____ DATASET RECORDS

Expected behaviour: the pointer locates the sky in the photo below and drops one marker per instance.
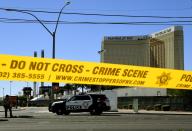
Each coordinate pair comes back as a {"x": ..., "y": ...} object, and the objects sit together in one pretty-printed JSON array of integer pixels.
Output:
[{"x": 82, "y": 41}]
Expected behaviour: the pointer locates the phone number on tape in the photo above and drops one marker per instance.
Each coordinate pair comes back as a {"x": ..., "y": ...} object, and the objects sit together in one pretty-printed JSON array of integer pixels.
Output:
[{"x": 21, "y": 75}]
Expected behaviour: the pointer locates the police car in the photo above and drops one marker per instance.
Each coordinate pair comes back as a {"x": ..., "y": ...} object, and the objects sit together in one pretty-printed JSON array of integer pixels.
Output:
[{"x": 93, "y": 103}]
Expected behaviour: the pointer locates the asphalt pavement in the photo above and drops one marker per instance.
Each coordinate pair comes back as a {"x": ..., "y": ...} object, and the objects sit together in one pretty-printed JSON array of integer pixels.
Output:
[{"x": 40, "y": 119}]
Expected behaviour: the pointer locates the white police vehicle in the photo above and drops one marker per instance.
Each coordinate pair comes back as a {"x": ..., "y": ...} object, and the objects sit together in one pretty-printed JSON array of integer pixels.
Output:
[{"x": 93, "y": 103}]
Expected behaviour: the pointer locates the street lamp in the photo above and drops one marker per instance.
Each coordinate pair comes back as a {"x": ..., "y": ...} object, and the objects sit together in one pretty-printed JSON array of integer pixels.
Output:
[
  {"x": 10, "y": 87},
  {"x": 53, "y": 34}
]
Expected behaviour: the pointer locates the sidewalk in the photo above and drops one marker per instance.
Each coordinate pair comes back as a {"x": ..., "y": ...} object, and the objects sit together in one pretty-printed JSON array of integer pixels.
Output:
[
  {"x": 126, "y": 111},
  {"x": 13, "y": 109}
]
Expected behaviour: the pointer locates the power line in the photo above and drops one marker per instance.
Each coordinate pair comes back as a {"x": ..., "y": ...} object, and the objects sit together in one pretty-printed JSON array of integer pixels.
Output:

________

__ACTION ITEM__
In the material above, locate the line containing "Expected behaviour: the pointer locates the white" and the line containing "Expected behaviour: the pointer locates the street". Transcribe exactly those two lines and every line between them, and nothing more.

__RESULT OF THIS EXERCISE__
Expected behaviour: the pointer locates the white police vehicle in the photo above and drops one marker per instance.
Each coordinate pair comes back as a {"x": ..., "y": ...} object, and the objects sit together in one pretty-printed JSON array of integer pixels.
Output:
[{"x": 93, "y": 103}]
Expected behaviour: the pointer locates the street lamp in the photo above and drops one marker per instance.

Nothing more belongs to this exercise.